## WHAT THE TASK REQUIRES
Starting at the beginning of the rows and ending at the line that contains "Query: tent pole", write those lines out again with "sample response" swapped for "example output". Keep everything else unchanged.

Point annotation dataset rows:
....

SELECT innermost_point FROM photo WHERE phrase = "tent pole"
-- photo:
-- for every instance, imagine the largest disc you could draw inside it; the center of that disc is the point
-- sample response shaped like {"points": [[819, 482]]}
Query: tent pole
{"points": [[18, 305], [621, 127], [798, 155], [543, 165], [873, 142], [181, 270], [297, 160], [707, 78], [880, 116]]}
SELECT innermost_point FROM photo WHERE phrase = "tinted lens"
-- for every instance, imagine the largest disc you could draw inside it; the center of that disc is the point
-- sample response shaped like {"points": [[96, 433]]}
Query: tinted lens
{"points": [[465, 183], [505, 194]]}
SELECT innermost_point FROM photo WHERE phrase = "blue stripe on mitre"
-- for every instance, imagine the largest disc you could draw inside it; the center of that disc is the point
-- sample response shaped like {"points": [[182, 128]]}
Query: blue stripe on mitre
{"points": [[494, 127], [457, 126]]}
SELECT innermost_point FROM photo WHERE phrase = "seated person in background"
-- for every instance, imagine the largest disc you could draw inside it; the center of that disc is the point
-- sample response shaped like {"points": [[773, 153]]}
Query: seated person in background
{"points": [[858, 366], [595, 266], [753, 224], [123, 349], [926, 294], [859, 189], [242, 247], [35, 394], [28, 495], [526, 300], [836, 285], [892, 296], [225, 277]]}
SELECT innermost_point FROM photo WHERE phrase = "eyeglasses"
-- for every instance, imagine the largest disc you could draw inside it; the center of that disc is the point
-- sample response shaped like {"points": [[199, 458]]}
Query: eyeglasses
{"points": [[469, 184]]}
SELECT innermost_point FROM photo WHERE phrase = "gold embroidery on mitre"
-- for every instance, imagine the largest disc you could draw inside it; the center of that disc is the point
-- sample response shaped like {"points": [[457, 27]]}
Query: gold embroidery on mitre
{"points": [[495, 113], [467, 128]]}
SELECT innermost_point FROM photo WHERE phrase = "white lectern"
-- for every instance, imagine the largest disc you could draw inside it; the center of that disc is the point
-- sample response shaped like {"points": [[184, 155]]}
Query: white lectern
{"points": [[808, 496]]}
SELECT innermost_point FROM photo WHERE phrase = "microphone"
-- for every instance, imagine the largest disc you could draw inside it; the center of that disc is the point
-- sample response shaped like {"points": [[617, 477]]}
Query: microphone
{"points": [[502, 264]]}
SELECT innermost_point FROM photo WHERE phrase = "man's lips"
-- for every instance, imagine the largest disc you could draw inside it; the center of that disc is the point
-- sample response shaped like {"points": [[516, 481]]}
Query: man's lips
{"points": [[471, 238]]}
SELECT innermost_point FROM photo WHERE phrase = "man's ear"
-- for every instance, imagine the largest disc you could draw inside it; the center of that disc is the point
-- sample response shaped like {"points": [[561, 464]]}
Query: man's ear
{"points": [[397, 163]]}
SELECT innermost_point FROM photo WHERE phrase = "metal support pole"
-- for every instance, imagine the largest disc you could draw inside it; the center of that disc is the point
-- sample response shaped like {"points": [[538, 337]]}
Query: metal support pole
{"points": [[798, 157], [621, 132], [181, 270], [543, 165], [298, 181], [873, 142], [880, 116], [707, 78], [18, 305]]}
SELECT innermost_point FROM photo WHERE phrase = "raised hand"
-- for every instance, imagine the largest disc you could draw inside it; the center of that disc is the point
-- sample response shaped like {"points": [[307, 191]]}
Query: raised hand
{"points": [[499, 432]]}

....

## ANSWER TO THE TASK
SELECT innermost_point FROM photo WHERE phrase = "tent pole"
-- photo:
-- for every instance, imagine the largest disc you could draw inside it; the center of that disc is the point
-- example output shaped like {"points": [[819, 482]]}
Query: tent pole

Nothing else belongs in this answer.